Extrait cité:
-----

Hélène Legotien a été assassiné deux fois tant son meurtrier a occupé l’espace public pour expliquer son geste. Le 16 novembre 1980, le philosophe marxiste Louis Althusser tue son épouse qui avait décidé de le quitter. S’appuyant sur l’autobiographie de celui-ci et sur des analyses féministes, Francis Dupuis-Déri montre comment un fort capital social contribue à la solidarité masculine et à la complaisance.
Les recherches, notamment anglo-saxonnes, sur les discours à propos des violences des hommes envers les femmes et la représentation par les médias des « drames conjugaux » ou « crimes passionnels », termes utilisés jusqu'en 2019 avant d'être remplacés par celui de « féminicides », indiquent que le sujet principal du récit est généralement l'homme meurtrier plutôt que sa victime. Chaque affaire est traitée comme un évènement isolé, empêchant de considérer la violence masculine meurtrière comme un phénomène social. La responsabilité de l’assassin est minimisée par des explications au sujet de sa dépression et de la volonté de sa compagne de le quitter, de leur enfance, sans père ou avec un père violent, avant même tout « diagnostic ». En France, des raisons psychologiques, voire psychopathologiques, sont évoquées surtout lorsque le meurtrier appartient à la classe moyenne blanche. Des explications socioculturelles sont en revanche avancées quand il s'agit d'un homme d’origine étrangère, notamment un musulman. Ces schémas se retrouvent dans le traitement par les médias de l'assassinat de Hélène Legotien. Bien que reconnu comme un érudit rationnel, Althusser a déployé beaucoup d'énergie pour se présenter comme fou et donc non responsable du meurtre. Dans son autobiographie de près de six cents pages, il évoque des ressorts psychologiques et psychanalytiques, et ignore totalement le féminisme aussi bien comme théorie que comme mouvement social. La psychologisation est l'une des tactiques d'occultation de la violence masculine contre les femmes la plus courante et constitue un refus d'analyse politique. D’après la philosophe féminisme canadienne Geraldine Finn, « la spécificité du patriarcat en tant que pratique et idéologie politique a été ignorée par Althusser et constamment niée, évacuée ou banalisée par l'élite intellectuelle et universitaire ».

-----

Jeu de données:
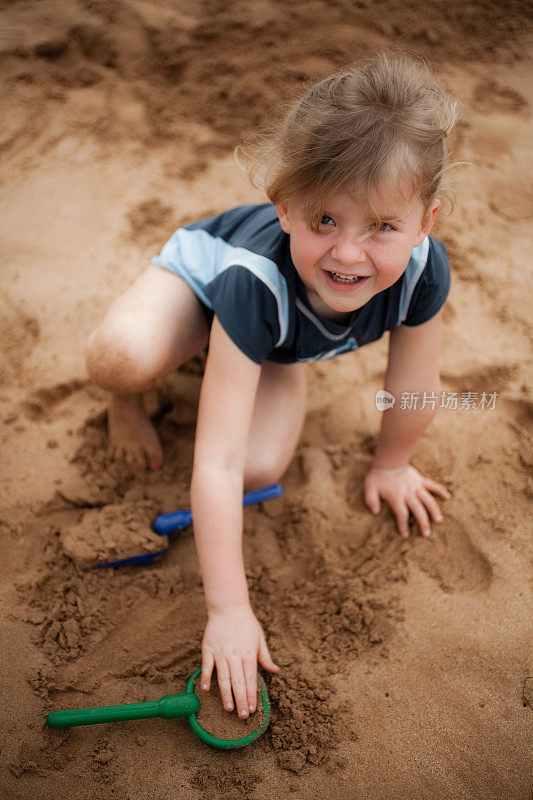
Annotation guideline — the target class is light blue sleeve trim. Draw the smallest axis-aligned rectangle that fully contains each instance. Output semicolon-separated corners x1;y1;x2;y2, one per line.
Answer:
151;228;289;347
397;236;429;325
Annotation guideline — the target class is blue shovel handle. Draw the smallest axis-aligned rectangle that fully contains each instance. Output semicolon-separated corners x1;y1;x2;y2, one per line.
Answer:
92;483;283;569
153;483;283;536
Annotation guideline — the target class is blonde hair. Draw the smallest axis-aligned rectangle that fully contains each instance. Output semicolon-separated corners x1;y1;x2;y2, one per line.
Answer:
236;52;458;230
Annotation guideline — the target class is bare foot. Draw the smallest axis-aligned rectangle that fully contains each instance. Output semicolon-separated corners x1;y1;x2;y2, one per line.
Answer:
108;394;163;469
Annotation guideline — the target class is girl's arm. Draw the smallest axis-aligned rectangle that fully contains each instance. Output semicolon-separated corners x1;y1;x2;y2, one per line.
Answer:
365;311;450;536
191;317;279;717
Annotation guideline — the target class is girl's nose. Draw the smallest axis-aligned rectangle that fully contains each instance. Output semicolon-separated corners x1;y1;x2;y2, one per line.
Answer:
331;237;365;266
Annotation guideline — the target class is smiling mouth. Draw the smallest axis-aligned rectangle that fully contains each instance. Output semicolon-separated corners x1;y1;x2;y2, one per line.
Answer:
327;269;366;283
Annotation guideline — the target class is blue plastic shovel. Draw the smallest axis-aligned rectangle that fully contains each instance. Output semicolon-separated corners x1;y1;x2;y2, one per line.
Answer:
93;483;283;569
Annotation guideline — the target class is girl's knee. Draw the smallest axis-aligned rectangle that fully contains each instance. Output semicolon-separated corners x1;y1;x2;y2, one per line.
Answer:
85;314;168;394
244;450;291;492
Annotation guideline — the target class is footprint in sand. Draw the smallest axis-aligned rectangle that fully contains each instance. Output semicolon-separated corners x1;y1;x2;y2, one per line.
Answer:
472;78;529;114
20;379;87;422
413;517;492;593
488;166;533;222
0;294;40;382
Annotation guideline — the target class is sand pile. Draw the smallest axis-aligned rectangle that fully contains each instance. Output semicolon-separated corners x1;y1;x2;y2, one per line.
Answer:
0;0;533;800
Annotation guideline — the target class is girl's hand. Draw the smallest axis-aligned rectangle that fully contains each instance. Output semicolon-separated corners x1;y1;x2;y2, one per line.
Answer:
364;464;451;538
201;605;280;719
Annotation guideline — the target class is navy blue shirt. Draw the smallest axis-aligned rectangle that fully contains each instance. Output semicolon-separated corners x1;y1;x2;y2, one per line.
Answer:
152;203;450;364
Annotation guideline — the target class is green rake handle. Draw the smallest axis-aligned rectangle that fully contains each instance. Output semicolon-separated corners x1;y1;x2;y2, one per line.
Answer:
46;667;270;750
46;694;200;728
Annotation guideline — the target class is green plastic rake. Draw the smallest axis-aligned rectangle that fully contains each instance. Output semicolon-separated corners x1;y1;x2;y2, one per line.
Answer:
46;667;270;750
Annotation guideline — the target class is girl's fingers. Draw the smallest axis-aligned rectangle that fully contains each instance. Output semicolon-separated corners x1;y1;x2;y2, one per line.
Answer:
424;478;451;500
243;656;257;714
364;486;379;514
217;658;233;711
409;498;431;536
200;650;215;692
420;489;442;522
392;503;409;539
225;657;250;719
258;636;280;672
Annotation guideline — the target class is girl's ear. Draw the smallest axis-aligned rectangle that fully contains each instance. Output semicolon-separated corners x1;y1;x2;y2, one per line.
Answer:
422;198;441;238
415;198;441;247
276;202;291;233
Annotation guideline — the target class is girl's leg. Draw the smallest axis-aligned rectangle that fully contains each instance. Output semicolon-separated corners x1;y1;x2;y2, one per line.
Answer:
244;361;306;491
87;265;209;468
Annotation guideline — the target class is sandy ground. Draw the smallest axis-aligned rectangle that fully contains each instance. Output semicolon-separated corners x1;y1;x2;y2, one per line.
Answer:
0;0;533;800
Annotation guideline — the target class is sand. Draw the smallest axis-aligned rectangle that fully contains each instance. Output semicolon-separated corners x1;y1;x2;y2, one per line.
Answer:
0;0;533;800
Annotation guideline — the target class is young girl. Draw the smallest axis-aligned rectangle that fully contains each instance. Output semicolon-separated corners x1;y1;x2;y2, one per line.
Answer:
87;54;456;717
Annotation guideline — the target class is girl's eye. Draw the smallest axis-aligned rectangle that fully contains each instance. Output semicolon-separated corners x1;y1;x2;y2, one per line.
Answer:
370;222;396;233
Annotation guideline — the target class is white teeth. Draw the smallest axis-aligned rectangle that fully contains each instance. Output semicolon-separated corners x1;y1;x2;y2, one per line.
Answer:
329;271;359;283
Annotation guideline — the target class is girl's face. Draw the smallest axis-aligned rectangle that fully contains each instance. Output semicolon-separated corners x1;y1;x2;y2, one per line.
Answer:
276;186;440;316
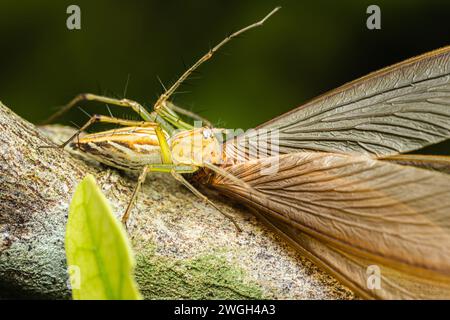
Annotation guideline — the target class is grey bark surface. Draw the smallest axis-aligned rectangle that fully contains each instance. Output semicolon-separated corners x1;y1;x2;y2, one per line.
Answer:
0;103;354;299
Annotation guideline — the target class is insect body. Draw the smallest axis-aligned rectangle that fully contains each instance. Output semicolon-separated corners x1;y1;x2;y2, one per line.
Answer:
70;126;168;171
43;9;450;299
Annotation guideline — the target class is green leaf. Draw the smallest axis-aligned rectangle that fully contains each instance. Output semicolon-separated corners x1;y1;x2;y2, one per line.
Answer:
66;175;141;300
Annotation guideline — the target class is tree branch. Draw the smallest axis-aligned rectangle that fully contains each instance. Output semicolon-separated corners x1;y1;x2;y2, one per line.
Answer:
0;103;353;299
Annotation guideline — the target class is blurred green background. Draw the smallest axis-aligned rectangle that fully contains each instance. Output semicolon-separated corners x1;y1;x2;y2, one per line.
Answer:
0;0;450;128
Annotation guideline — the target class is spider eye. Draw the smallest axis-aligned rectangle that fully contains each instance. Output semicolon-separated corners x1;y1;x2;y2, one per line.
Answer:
203;129;211;139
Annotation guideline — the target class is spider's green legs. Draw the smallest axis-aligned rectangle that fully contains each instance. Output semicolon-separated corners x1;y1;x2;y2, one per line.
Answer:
44;93;175;135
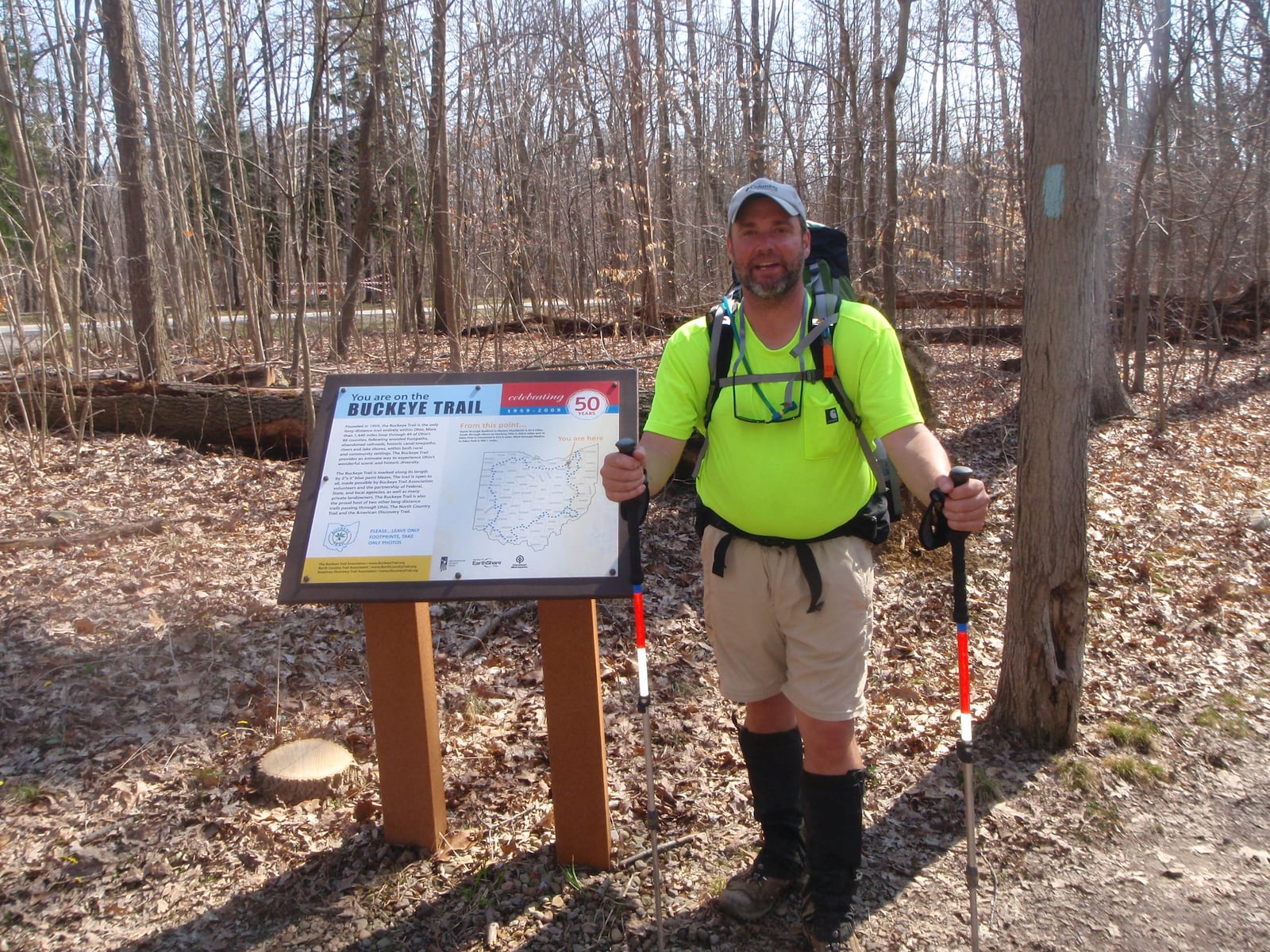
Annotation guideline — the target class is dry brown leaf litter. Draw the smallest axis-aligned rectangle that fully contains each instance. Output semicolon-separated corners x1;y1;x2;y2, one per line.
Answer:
0;336;1270;952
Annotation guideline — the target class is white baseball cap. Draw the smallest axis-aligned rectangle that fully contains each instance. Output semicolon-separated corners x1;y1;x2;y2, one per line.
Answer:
728;179;806;228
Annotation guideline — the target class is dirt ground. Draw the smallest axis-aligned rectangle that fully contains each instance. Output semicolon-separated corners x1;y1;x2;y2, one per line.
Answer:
0;330;1270;952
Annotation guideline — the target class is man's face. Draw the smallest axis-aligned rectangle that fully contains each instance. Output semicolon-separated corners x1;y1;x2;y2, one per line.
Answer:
728;195;811;300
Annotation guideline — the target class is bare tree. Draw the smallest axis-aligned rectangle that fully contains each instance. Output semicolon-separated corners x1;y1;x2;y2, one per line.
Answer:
625;0;660;328
995;0;1103;749
428;0;462;370
335;0;387;357
100;0;171;379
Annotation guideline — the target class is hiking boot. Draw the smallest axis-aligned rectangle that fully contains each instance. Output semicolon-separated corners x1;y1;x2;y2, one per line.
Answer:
802;892;861;952
719;727;806;922
719;849;802;923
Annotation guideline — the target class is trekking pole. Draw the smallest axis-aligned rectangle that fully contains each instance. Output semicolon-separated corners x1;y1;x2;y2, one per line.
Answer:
618;436;665;952
931;466;979;952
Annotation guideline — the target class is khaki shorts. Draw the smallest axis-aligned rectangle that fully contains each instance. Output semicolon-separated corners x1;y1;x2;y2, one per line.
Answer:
701;525;874;721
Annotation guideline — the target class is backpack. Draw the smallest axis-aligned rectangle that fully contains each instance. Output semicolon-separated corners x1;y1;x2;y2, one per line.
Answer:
694;222;903;525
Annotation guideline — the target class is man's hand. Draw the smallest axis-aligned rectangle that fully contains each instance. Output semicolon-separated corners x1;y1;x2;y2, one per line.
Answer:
935;474;992;532
599;447;648;503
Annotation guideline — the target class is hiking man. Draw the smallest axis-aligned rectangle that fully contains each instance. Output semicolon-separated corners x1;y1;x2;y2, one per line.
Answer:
601;179;988;952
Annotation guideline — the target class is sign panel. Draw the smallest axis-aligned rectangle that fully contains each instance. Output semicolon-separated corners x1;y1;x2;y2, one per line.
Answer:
278;370;637;603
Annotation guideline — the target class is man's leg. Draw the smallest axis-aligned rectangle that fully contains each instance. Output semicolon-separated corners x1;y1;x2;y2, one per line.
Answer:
798;713;868;952
719;694;805;922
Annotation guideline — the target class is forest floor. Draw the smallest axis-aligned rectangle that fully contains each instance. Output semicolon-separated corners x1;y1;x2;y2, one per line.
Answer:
0;335;1270;952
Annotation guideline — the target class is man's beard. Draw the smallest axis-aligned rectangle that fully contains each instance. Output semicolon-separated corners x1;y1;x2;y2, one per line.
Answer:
741;255;804;301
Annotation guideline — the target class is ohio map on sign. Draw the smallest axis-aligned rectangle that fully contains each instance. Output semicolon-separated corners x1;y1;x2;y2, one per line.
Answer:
472;444;599;552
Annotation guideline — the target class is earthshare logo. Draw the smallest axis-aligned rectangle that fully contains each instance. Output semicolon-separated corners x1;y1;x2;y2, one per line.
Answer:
321;522;362;552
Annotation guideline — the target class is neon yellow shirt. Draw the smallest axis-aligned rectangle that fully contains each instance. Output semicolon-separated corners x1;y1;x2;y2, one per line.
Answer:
644;294;922;538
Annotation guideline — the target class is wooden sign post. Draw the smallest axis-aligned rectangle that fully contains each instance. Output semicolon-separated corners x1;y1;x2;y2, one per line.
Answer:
362;599;612;869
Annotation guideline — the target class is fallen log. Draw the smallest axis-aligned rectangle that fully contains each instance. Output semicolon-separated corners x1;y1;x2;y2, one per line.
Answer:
0;379;310;455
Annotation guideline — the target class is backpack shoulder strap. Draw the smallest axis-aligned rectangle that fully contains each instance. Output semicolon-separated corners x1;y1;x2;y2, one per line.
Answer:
792;262;887;500
705;292;735;427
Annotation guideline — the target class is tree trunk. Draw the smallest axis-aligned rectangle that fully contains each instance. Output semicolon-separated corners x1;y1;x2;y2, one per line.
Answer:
0;34;80;377
881;0;912;324
102;0;170;379
428;0;462;370
626;0;660;328
335;0;387;358
652;0;675;309
993;0;1103;749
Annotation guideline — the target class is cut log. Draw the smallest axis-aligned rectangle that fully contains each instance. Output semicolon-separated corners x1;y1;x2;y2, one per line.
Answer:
256;738;357;804
0;379;309;455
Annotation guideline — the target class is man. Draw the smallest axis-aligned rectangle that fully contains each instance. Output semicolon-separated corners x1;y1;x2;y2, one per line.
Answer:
601;179;988;952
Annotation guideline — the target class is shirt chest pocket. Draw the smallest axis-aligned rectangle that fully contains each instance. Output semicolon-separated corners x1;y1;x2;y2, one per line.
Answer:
802;385;852;459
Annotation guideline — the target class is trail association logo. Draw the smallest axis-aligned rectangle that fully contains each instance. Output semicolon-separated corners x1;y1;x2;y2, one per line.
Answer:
321;522;362;552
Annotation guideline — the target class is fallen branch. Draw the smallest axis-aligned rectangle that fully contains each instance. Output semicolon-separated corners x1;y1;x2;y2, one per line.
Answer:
0;516;171;552
614;833;701;869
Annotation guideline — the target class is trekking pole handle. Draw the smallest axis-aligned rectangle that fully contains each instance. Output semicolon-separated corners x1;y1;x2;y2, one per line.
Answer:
949;466;974;624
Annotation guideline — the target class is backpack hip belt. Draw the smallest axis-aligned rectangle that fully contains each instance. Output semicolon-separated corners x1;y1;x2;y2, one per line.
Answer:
696;493;891;614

-----

Questions à traiter:
1. D'après l'extrait cité, à quelle date Louis Althusser a-t-il tué son épouse ?
2. Recopiez le passage de l'extrait cité qui commence par « Hélène Legotien a » et se poursuit jusqu'à « à la complaisance. ».
3. Relevez toutes les personnes nommées dans l'extrait cité.

Solutions:
1. Le 16 novembre 1980.

2.
Hélène Legotien a été assassiné deux fois tant son meurtrier a occupé l’espace public pour expliquer son geste. Le 16 novembre 1980, le philosophe marxiste Louis Althusser tue son épouse qui avait décidé de le quitter. S’appuyant sur l’autobiographie de celui-ci et sur des analyses féministes, Francis Dupuis-Déri montre comment un fort capital social contribue à la solidarité masculine et à la complaisance.

3. Hélène Legotien, Louis Althusser, Francis Dupuis-Déri, Geraldine Finn